(THE PROBLEM) Rewrite the part of the listing below between the lines holding "186, row 394." and "column 57, row 319", inclusive, as a two-column CSV with the headers input and output. Put each text under input and its answer under output, one pair per row, with every field quoted and line breaks turned into spaces.

(STORED ROWS)
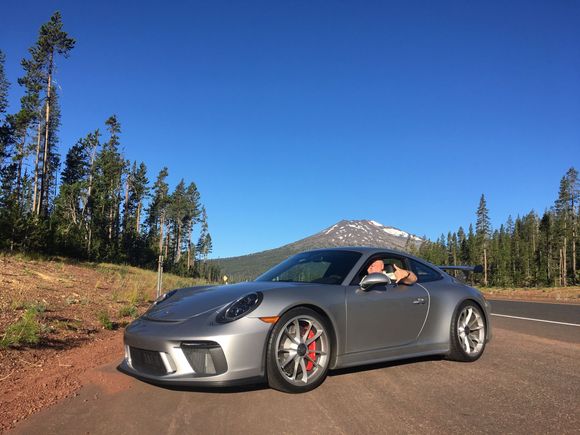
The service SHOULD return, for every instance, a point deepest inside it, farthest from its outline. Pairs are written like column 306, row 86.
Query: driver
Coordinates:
column 398, row 275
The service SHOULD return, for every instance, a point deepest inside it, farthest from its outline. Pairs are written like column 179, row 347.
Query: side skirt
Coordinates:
column 390, row 354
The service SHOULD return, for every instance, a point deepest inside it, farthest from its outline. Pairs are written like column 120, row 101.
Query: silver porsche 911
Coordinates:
column 314, row 312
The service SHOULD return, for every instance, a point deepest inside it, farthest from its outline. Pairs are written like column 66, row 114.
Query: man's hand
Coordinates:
column 404, row 276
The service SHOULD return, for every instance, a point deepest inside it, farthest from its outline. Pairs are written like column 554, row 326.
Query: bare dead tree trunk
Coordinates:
column 178, row 247
column 160, row 260
column 44, row 180
column 35, row 191
column 564, row 263
column 485, row 267
column 138, row 218
column 189, row 247
column 20, row 160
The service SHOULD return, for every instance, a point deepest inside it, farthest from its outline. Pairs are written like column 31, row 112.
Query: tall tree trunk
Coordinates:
column 138, row 218
column 19, row 176
column 45, row 170
column 35, row 190
column 189, row 247
column 126, row 212
column 564, row 263
column 160, row 259
column 485, row 267
column 177, row 243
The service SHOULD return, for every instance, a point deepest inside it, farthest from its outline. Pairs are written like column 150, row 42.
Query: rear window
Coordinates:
column 425, row 273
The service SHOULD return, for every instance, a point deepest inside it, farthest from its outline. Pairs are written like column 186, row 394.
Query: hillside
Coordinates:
column 343, row 233
column 57, row 319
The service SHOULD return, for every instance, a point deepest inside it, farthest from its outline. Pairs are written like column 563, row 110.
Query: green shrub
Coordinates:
column 128, row 311
column 24, row 331
column 105, row 321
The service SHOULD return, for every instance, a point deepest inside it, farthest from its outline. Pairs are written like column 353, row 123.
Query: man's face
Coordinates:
column 376, row 267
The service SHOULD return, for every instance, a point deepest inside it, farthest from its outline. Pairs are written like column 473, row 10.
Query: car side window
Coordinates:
column 425, row 273
column 399, row 261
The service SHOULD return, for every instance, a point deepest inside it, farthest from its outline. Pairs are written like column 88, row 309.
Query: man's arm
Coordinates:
column 404, row 276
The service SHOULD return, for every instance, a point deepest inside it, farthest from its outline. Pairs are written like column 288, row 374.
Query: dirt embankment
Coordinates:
column 59, row 319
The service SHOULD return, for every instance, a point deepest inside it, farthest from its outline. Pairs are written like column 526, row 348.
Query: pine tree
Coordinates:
column 52, row 41
column 4, row 85
column 109, row 167
column 483, row 231
column 204, row 244
column 136, row 190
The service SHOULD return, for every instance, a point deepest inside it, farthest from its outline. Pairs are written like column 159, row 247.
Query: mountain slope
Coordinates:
column 343, row 233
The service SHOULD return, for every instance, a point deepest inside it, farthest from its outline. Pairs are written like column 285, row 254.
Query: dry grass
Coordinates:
column 548, row 294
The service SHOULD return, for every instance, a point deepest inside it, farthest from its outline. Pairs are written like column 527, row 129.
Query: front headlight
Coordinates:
column 240, row 307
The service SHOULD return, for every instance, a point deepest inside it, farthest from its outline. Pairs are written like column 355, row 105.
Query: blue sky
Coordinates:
column 292, row 115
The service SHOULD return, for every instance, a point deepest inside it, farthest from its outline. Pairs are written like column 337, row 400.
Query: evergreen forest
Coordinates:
column 96, row 205
column 530, row 251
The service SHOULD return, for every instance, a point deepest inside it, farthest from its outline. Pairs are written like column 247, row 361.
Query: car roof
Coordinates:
column 368, row 250
column 361, row 249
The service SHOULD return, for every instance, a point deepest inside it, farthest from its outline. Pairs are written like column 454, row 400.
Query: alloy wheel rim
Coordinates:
column 471, row 331
column 302, row 350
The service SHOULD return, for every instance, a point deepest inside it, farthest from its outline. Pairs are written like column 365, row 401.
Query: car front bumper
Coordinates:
column 197, row 351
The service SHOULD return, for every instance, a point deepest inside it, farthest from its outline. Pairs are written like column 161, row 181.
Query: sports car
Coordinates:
column 314, row 312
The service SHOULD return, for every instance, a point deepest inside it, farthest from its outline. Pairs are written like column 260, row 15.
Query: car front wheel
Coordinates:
column 468, row 332
column 298, row 351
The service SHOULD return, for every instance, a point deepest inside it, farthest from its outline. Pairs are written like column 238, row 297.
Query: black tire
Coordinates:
column 313, row 358
column 467, row 333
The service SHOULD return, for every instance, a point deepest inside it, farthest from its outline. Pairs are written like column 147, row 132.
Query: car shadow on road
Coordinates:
column 255, row 384
column 261, row 384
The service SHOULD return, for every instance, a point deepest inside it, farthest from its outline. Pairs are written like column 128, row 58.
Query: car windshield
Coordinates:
column 320, row 267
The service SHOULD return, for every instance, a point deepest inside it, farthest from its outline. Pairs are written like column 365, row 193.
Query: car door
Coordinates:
column 385, row 316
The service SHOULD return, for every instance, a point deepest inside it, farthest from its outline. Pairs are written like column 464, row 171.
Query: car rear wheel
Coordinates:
column 298, row 351
column 468, row 332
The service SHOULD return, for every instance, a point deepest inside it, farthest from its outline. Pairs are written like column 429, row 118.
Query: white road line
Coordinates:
column 536, row 320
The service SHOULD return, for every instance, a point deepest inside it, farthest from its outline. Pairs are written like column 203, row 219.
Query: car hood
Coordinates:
column 194, row 301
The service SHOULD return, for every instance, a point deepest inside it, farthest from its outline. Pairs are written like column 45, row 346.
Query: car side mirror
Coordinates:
column 374, row 279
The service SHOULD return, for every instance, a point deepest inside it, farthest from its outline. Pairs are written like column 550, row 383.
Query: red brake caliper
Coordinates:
column 312, row 355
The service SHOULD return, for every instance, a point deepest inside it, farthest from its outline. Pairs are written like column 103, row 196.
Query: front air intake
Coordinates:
column 147, row 361
column 206, row 358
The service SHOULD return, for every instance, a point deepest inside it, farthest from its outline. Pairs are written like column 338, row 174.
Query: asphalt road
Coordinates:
column 527, row 381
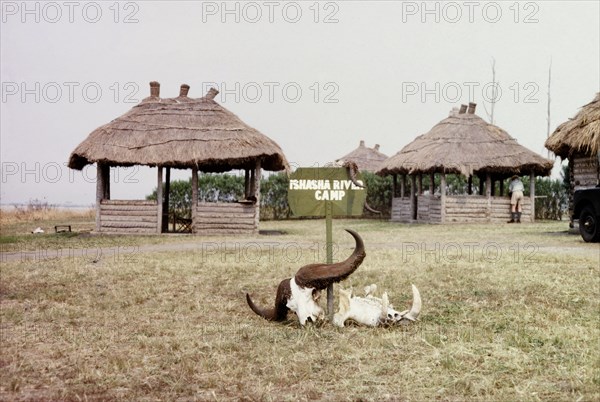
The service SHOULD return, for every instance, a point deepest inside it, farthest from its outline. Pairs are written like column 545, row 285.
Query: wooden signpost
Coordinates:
column 326, row 192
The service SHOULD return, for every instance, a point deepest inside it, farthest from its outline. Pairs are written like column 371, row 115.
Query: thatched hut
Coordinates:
column 183, row 133
column 463, row 144
column 366, row 159
column 578, row 140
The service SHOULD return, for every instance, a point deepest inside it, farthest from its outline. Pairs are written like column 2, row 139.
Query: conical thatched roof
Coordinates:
column 579, row 134
column 179, row 132
column 365, row 158
column 464, row 143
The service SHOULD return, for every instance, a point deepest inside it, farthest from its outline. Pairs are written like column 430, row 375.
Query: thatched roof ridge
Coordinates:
column 465, row 144
column 365, row 158
column 581, row 134
column 179, row 132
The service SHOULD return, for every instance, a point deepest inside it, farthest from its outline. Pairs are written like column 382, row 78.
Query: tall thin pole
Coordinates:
column 329, row 254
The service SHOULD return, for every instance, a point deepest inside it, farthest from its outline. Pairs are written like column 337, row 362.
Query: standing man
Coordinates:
column 515, row 190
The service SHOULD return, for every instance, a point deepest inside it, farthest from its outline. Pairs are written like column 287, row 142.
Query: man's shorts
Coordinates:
column 516, row 198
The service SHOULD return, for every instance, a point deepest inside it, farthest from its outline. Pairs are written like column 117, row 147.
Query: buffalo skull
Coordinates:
column 300, row 294
column 374, row 311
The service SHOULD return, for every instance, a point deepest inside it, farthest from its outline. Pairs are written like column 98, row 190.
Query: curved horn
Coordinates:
column 415, row 309
column 279, row 312
column 319, row 276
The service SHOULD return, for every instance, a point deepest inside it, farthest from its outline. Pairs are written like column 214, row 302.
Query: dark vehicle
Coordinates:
column 587, row 209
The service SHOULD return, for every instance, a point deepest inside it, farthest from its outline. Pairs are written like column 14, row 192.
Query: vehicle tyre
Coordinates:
column 589, row 225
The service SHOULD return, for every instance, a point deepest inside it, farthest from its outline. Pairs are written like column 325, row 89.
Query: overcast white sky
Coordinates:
column 316, row 77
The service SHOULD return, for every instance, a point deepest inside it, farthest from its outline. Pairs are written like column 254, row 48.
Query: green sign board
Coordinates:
column 310, row 189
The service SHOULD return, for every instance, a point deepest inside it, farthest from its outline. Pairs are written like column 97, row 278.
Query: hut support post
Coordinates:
column 413, row 197
column 431, row 183
column 194, row 197
column 532, row 194
column 403, row 186
column 488, row 194
column 443, row 197
column 256, row 191
column 470, row 184
column 480, row 185
column 106, row 181
column 166, row 203
column 246, row 183
column 159, row 200
column 100, row 191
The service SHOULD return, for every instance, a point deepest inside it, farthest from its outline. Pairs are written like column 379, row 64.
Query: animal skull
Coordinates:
column 374, row 311
column 300, row 294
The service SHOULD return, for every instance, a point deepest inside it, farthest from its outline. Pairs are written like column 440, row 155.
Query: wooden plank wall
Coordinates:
column 401, row 210
column 128, row 216
column 585, row 171
column 459, row 209
column 480, row 209
column 225, row 218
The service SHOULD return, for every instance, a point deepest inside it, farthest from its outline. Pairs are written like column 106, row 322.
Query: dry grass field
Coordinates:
column 510, row 313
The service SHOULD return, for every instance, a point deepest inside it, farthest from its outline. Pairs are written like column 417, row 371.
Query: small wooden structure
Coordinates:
column 464, row 144
column 183, row 133
column 366, row 159
column 578, row 140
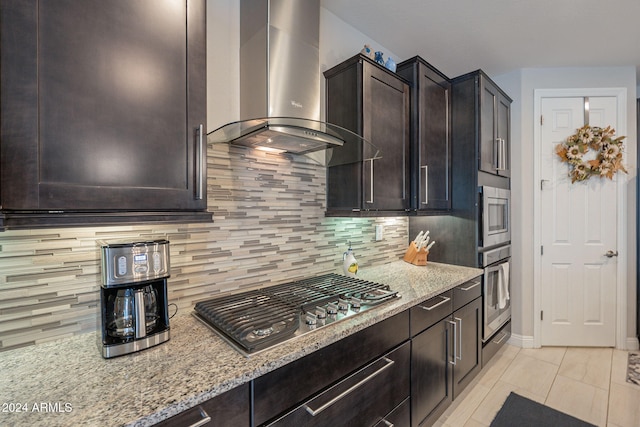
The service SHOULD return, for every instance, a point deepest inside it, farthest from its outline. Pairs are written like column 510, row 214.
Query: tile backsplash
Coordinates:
column 269, row 227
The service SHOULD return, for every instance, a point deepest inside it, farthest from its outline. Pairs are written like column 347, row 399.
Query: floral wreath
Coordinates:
column 607, row 161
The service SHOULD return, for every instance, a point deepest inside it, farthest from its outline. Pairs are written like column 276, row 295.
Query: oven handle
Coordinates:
column 504, row 335
column 444, row 300
column 360, row 383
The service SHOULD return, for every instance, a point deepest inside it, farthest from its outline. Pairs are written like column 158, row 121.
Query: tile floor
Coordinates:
column 587, row 383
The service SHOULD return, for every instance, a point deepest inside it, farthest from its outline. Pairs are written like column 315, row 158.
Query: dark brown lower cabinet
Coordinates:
column 468, row 353
column 230, row 409
column 365, row 398
column 445, row 350
column 431, row 377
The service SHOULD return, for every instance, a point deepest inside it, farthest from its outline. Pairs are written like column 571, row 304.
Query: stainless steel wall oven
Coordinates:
column 495, row 223
column 497, row 286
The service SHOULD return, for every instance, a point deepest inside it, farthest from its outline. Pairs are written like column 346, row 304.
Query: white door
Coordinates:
column 578, row 226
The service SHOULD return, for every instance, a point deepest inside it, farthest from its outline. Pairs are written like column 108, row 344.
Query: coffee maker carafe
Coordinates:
column 133, row 296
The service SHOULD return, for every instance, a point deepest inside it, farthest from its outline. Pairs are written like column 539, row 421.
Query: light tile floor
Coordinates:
column 587, row 383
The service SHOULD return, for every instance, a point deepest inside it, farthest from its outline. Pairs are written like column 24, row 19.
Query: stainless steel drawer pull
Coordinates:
column 200, row 168
column 205, row 419
column 371, row 179
column 459, row 356
column 504, row 335
column 426, row 185
column 468, row 288
column 455, row 342
column 444, row 299
column 314, row 412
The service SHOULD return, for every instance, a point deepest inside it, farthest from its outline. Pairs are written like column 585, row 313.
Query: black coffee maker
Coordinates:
column 133, row 296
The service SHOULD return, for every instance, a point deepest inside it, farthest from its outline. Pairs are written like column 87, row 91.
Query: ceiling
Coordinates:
column 500, row 36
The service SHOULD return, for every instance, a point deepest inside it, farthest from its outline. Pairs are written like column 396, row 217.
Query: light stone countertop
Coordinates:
column 78, row 387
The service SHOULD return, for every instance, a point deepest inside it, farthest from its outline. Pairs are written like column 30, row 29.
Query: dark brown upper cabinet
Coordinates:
column 482, row 117
column 430, row 175
column 373, row 102
column 103, row 112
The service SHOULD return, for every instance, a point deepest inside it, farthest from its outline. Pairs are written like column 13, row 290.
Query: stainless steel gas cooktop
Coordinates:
column 256, row 320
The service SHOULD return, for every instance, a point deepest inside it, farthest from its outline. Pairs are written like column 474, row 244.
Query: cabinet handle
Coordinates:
column 371, row 180
column 468, row 288
column 459, row 356
column 504, row 335
column 200, row 174
column 205, row 419
column 501, row 154
column 455, row 344
column 314, row 412
column 426, row 185
column 444, row 299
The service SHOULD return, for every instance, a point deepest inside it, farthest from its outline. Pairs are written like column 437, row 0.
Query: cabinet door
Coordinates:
column 494, row 130
column 503, row 128
column 106, row 104
column 386, row 125
column 467, row 346
column 434, row 145
column 430, row 374
column 488, row 133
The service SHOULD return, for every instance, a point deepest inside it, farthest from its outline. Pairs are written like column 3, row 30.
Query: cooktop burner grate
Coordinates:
column 258, row 319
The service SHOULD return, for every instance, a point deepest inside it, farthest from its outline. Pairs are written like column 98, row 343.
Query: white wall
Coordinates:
column 520, row 85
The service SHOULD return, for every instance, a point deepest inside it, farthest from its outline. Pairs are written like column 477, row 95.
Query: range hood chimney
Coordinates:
column 280, row 83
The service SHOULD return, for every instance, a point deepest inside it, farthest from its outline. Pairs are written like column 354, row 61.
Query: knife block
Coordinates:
column 415, row 256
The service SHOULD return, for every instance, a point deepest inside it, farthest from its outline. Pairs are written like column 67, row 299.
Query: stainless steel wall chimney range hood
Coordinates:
column 280, row 84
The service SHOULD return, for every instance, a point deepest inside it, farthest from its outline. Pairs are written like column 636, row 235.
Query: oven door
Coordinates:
column 497, row 303
column 496, row 226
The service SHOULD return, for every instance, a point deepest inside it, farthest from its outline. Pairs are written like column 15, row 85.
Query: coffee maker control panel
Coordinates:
column 131, row 262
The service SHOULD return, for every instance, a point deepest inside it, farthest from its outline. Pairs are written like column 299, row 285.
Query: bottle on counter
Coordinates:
column 349, row 262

(ANSWER TO THE PROBLEM)
input,output
"The service SHOULD return, for every instance, a point deepest inside it, farthest from its outline. Pairs are written like column 186, row 394. Query: hillside Coordinates:","column 343, row 233 column 57, row 319"